Exercise goal ▸ In the rows below, put the part that opens with the line containing "Note to the class: point at the wood-paneled" and closes with the line containing "<point>119,93</point>" into a Markdown table with the columns n and Line, numbering each line and skipping blank ones. Include only those lines.

-=-=-

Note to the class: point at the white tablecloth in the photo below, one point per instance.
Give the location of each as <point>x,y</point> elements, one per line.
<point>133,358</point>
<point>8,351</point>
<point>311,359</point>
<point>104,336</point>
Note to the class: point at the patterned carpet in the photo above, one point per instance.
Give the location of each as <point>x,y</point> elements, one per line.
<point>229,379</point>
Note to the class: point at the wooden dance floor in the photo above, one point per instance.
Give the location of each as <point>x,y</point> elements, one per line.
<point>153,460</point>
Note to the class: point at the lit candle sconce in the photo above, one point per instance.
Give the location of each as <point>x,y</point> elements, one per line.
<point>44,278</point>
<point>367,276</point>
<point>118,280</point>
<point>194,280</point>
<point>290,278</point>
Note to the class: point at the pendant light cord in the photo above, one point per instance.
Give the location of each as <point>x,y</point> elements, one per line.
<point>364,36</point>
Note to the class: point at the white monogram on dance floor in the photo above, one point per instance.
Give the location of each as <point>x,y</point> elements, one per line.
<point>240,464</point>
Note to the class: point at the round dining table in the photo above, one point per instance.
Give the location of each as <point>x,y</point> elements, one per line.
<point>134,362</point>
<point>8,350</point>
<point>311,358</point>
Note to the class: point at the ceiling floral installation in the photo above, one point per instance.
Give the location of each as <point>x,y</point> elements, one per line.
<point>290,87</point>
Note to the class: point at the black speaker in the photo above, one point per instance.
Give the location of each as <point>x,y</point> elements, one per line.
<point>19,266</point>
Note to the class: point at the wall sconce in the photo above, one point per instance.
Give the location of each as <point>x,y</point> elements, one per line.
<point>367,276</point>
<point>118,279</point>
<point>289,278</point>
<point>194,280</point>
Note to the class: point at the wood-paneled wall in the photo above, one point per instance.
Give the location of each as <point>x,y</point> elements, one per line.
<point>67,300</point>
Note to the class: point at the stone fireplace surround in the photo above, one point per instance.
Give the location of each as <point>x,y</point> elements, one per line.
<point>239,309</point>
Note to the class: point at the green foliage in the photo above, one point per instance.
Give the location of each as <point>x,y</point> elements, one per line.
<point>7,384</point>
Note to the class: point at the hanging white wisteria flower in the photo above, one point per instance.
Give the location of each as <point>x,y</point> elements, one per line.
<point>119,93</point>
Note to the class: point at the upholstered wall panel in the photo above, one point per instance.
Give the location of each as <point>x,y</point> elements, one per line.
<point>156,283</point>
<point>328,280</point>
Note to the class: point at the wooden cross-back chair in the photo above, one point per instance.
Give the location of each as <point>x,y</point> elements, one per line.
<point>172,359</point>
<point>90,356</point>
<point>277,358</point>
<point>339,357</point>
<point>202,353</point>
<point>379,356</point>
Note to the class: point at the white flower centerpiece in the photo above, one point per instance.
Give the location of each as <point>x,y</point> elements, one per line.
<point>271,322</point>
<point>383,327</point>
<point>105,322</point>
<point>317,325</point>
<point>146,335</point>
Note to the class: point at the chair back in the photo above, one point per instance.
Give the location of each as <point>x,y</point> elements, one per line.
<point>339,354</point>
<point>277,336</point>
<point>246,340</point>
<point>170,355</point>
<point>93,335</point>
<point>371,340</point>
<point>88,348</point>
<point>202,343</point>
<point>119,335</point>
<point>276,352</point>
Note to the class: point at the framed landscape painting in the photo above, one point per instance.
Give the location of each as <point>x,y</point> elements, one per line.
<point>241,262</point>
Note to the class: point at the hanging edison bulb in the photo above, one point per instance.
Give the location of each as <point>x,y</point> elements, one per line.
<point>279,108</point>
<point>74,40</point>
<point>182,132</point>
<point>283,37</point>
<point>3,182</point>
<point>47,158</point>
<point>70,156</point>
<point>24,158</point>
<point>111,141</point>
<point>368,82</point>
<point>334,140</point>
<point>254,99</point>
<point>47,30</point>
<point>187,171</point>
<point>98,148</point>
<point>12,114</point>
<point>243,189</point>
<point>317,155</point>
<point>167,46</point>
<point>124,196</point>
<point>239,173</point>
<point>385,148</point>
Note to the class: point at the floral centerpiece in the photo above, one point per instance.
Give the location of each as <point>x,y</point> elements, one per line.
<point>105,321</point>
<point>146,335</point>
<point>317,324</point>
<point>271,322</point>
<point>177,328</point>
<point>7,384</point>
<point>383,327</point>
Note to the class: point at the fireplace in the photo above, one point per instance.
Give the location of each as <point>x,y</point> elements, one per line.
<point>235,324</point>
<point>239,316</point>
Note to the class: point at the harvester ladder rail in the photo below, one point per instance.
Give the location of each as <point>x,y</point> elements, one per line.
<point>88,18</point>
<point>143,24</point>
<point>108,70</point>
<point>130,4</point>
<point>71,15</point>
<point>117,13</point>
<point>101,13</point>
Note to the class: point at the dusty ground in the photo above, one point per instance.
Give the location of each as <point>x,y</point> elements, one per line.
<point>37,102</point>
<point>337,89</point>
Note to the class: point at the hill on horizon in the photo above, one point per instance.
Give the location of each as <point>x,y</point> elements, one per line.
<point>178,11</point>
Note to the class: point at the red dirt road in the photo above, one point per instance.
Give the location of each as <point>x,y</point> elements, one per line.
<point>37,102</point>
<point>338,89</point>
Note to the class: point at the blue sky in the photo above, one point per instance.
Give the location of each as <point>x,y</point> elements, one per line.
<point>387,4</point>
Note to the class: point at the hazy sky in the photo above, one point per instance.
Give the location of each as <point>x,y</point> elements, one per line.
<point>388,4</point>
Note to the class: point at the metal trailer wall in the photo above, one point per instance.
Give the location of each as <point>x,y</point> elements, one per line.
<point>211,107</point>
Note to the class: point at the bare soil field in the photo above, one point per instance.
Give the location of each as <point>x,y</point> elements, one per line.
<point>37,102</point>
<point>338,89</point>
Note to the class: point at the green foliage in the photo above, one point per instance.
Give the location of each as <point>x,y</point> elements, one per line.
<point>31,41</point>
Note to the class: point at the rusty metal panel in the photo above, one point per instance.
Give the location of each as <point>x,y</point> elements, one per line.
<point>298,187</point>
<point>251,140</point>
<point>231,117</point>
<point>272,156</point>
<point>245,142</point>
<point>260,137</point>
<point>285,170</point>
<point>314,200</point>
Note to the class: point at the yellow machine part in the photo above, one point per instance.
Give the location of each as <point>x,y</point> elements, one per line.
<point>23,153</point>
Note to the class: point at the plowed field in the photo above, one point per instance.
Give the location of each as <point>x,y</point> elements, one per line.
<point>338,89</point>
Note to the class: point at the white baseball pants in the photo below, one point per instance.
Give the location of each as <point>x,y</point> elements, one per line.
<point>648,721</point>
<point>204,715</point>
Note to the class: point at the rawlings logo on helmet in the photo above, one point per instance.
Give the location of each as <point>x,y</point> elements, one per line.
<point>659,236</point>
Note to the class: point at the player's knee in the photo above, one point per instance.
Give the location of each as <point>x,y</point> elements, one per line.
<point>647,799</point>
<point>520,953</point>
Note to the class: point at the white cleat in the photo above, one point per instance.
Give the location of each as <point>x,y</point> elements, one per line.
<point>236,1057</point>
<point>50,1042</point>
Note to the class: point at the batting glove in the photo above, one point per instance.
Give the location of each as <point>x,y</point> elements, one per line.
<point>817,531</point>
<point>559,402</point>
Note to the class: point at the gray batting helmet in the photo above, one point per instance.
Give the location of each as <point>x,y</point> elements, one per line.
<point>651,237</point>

-=-=-

Finished exercise ▸
| n | Line |
|---|---|
| 1 | Note to the class: point at the wood-paneled wall in the photo above, one point per instance. |
| 2 | Give the location of each as <point>x,y</point> elements, one per line. |
| 3 | <point>67,300</point> |
| 4 | Note to the class: point at the stone fireplace surround in the photo above, one point per instance. |
| 5 | Give the location of each as <point>x,y</point> elements, one per line. |
| 6 | <point>239,309</point> |
| 7 | Note to the class: point at the green foliage in the photo above, one point per instance. |
| 8 | Give the location of each as <point>x,y</point> elements, one per line. |
| 9 | <point>7,384</point> |
| 10 | Note to the class: point at the hanging white wisteria flower in the photo above, one point per instance. |
| 11 | Give the location of each as <point>x,y</point> elements, one per line. |
| 12 | <point>119,93</point> |